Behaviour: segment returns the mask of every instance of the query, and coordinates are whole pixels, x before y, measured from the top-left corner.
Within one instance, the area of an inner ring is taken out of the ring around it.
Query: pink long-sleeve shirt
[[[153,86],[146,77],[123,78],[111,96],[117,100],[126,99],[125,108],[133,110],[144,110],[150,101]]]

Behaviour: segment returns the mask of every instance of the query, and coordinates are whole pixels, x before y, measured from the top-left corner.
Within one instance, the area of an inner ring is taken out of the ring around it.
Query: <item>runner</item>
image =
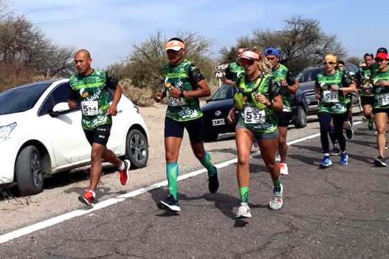
[[[343,60],[338,60],[337,69],[343,71],[346,75],[349,76],[352,80],[352,76],[345,70],[346,67]],[[346,103],[346,117],[343,122],[343,129],[346,131],[346,137],[349,140],[352,139],[354,136],[354,128],[352,127],[352,94],[347,94],[345,96],[345,103]]]
[[[244,48],[238,48],[236,51],[237,56],[238,57],[244,50]],[[224,83],[235,86],[235,82],[236,82],[236,80],[238,79],[239,76],[242,74],[242,73],[245,73],[243,67],[239,65],[239,64],[238,64],[236,62],[231,62],[230,64],[229,64],[229,66],[226,69]]]
[[[280,156],[279,167],[281,174],[287,176],[289,174],[289,170],[285,162],[288,153],[286,135],[288,126],[293,117],[291,95],[296,94],[299,88],[299,81],[291,76],[288,67],[279,63],[280,55],[277,49],[274,48],[267,49],[265,51],[265,56],[272,65],[273,76],[277,83],[281,85],[279,93],[282,97],[283,108],[282,111],[276,112],[279,120],[279,153]]]
[[[112,116],[117,113],[117,106],[122,97],[122,89],[118,82],[106,72],[91,67],[92,58],[86,49],[81,49],[74,55],[74,65],[77,74],[69,81],[71,97],[69,107],[75,109],[81,103],[82,126],[92,151],[90,160],[90,185],[78,200],[93,206],[96,200],[96,190],[101,176],[101,160],[110,162],[119,169],[120,183],[125,185],[129,181],[130,161],[122,161],[106,144],[112,126]],[[113,99],[110,104],[109,89],[113,90]]]
[[[345,72],[336,69],[336,56],[327,55],[323,60],[324,71],[317,75],[315,84],[316,98],[319,100],[318,117],[320,124],[320,140],[324,156],[320,167],[332,165],[329,157],[329,128],[331,119],[335,133],[340,147],[340,165],[349,163],[349,155],[346,152],[346,140],[343,135],[343,122],[347,116],[345,95],[356,92],[352,80]]]
[[[277,151],[277,117],[274,110],[281,111],[282,98],[279,85],[271,75],[271,65],[258,47],[246,49],[238,62],[245,68],[245,77],[238,78],[238,92],[234,96],[234,107],[228,120],[235,119],[239,110],[235,128],[238,152],[237,178],[240,206],[237,218],[251,217],[249,207],[249,159],[253,142],[256,141],[260,153],[273,180],[273,197],[269,202],[272,210],[281,209],[283,204],[283,185],[275,160]]]
[[[361,97],[361,104],[363,108],[363,115],[367,120],[367,128],[373,130],[373,115],[372,109],[374,103],[373,94],[373,85],[372,84],[370,67],[373,64],[374,55],[367,53],[363,56],[363,62],[359,65],[359,96]]]
[[[208,171],[210,193],[217,191],[219,181],[217,170],[212,164],[209,153],[204,150],[202,137],[203,114],[199,98],[210,94],[208,83],[199,68],[185,59],[185,49],[182,40],[177,37],[169,40],[165,50],[169,63],[163,67],[165,90],[156,94],[155,101],[160,102],[165,97],[168,98],[165,119],[165,154],[169,195],[158,202],[158,206],[160,209],[179,212],[177,160],[184,128],[189,135],[194,156]]]
[[[378,131],[377,143],[379,156],[374,159],[376,167],[386,167],[385,146],[386,128],[389,112],[389,67],[388,53],[379,52],[376,55],[377,70],[372,74],[374,103],[373,114]]]

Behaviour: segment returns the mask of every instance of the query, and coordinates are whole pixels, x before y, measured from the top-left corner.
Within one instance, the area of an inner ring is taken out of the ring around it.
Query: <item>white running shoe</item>
[[[284,162],[280,162],[279,164],[279,168],[280,169],[280,174],[283,176],[287,176],[289,174],[289,171],[288,170],[288,165]]]
[[[282,183],[281,185],[281,190],[279,192],[274,191],[273,197],[270,201],[269,201],[269,208],[273,210],[279,210],[282,207],[282,194],[283,192],[283,186]]]
[[[250,212],[250,208],[249,204],[246,202],[241,202],[240,206],[238,210],[238,213],[236,213],[237,219],[249,218],[251,217],[251,213]]]

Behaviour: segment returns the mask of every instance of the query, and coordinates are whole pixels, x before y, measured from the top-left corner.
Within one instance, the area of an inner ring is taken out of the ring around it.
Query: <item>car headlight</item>
[[[16,127],[16,122],[0,126],[0,142],[10,138],[11,131]]]

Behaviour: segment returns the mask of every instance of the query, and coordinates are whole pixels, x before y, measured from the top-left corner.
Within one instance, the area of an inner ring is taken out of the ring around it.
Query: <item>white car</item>
[[[43,176],[90,163],[81,112],[67,106],[69,80],[35,83],[0,93],[0,186],[16,183],[22,195],[42,192]],[[148,132],[138,108],[124,95],[113,116],[107,147],[145,167]]]

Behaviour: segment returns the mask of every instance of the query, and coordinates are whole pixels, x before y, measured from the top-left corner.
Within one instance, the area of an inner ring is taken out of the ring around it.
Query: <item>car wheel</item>
[[[27,146],[16,159],[15,177],[20,194],[33,195],[43,190],[42,157],[34,146]]]
[[[218,136],[219,136],[219,133],[217,133],[217,132],[207,133],[204,136],[204,142],[212,142],[213,141],[216,141],[217,140]]]
[[[126,141],[126,158],[131,162],[131,168],[144,167],[149,160],[149,143],[146,135],[138,129],[129,132]]]
[[[295,114],[295,126],[297,128],[306,126],[306,114],[301,106],[298,106]]]

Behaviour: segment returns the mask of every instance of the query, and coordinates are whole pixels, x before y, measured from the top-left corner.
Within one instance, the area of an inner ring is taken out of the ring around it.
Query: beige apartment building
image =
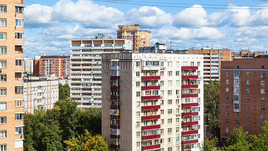
[[[0,150],[23,150],[23,1],[0,1]]]
[[[102,135],[110,150],[199,150],[203,55],[103,54]]]
[[[34,110],[41,108],[52,109],[58,100],[59,81],[46,78],[25,80],[24,95],[25,112],[33,114]]]
[[[70,98],[77,108],[102,107],[102,54],[131,51],[132,41],[99,34],[70,40]]]

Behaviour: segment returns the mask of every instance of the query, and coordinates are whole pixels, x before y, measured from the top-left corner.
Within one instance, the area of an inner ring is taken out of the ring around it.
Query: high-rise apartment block
[[[36,76],[56,77],[61,79],[70,77],[69,56],[36,56],[34,66],[34,75]]]
[[[34,110],[42,107],[44,109],[52,109],[58,100],[59,81],[45,79],[35,80],[31,78],[24,82],[25,112],[33,114]]]
[[[131,39],[133,41],[133,51],[138,51],[140,47],[150,46],[151,32],[139,29],[139,25],[119,25],[117,38]]]
[[[27,72],[29,73],[32,73],[34,72],[34,59],[33,58],[24,57],[24,72]]]
[[[103,54],[102,135],[110,150],[199,150],[204,56],[170,52]]]
[[[101,107],[102,53],[131,51],[132,44],[101,34],[96,39],[70,40],[70,97],[77,108]]]
[[[268,56],[223,61],[221,68],[221,141],[232,129],[243,126],[257,135],[259,126],[268,120]],[[265,94],[266,92],[266,94]]]
[[[204,82],[206,83],[211,80],[220,80],[222,61],[230,61],[238,58],[253,58],[257,55],[263,55],[262,52],[249,52],[248,51],[231,52],[230,49],[214,49],[209,46],[201,49],[189,49],[184,51],[188,53],[204,54]]]
[[[0,1],[0,150],[23,150],[23,1]]]

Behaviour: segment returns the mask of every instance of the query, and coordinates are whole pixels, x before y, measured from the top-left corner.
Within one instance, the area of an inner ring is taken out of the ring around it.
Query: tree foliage
[[[26,150],[63,150],[63,140],[84,134],[85,129],[94,135],[101,133],[101,108],[79,110],[77,103],[68,99],[59,100],[55,105],[52,109],[25,115]]]
[[[84,135],[72,138],[69,140],[65,140],[67,145],[66,149],[72,151],[108,151],[108,144],[104,138],[100,134],[92,136],[86,130]]]

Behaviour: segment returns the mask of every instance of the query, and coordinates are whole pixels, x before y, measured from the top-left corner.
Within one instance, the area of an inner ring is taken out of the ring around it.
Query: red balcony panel
[[[160,99],[160,96],[147,96],[141,97],[141,99],[145,100],[155,100]]]
[[[183,66],[183,70],[198,70],[198,66]]]
[[[119,105],[111,105],[111,109],[116,109],[116,110],[119,110],[120,109],[120,106]]]
[[[183,103],[182,104],[183,107],[190,107],[190,106],[198,106],[198,103]]]
[[[111,119],[120,119],[120,116],[119,115],[110,115]]]
[[[160,138],[160,134],[153,135],[150,136],[141,136],[141,139],[143,140],[155,139]]]
[[[196,142],[198,142],[198,139],[194,139],[194,140],[187,140],[187,141],[182,141],[182,143],[183,144],[196,143]]]
[[[160,115],[151,115],[151,116],[142,116],[141,120],[148,120],[153,119],[159,119]]]
[[[198,88],[198,85],[183,85],[183,89],[186,89],[186,88]]]
[[[188,116],[193,115],[198,115],[198,112],[189,112],[189,113],[183,113],[183,116]]]
[[[182,76],[183,79],[198,79],[198,76]]]
[[[195,134],[198,134],[198,130],[183,131],[182,132],[182,134],[183,135],[187,135]]]
[[[198,94],[186,94],[183,95],[183,98],[193,98],[193,97],[198,97]]]
[[[153,109],[160,109],[160,105],[159,105],[145,106],[141,107],[141,110],[153,110]]]
[[[198,125],[198,121],[187,122],[183,122],[182,123],[182,125],[183,125],[183,126]]]
[[[120,98],[119,96],[111,96],[111,100],[119,100]]]
[[[141,87],[141,90],[160,90],[160,86]]]
[[[111,80],[120,80],[120,76],[111,76]]]
[[[120,89],[120,86],[111,86],[111,90],[119,90]]]
[[[119,128],[120,128],[120,125],[110,124],[110,128],[113,128],[113,129],[119,129]]]
[[[141,129],[142,130],[153,129],[157,129],[157,128],[160,128],[160,124],[141,126]]]
[[[119,138],[120,138],[120,135],[110,134],[110,137],[111,138],[115,138],[115,139],[119,139]]]
[[[158,148],[160,148],[160,144],[153,145],[150,145],[150,146],[142,146],[141,149],[142,150],[148,150],[148,149],[156,149]]]
[[[160,76],[142,76],[142,80],[160,80]]]
[[[119,148],[120,147],[120,145],[115,145],[113,144],[110,144],[110,146],[111,146],[111,148],[115,148],[115,149],[119,149]]]

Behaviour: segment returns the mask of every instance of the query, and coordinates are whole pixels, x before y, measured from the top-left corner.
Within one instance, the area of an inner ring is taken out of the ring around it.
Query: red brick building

_REQUIRED TASK:_
Locate every line in the records above that contains the word "apartment", and copy each of those lines in full.

_TASK SOLUTION:_
Query: beige apartment building
Query: high-rise apartment block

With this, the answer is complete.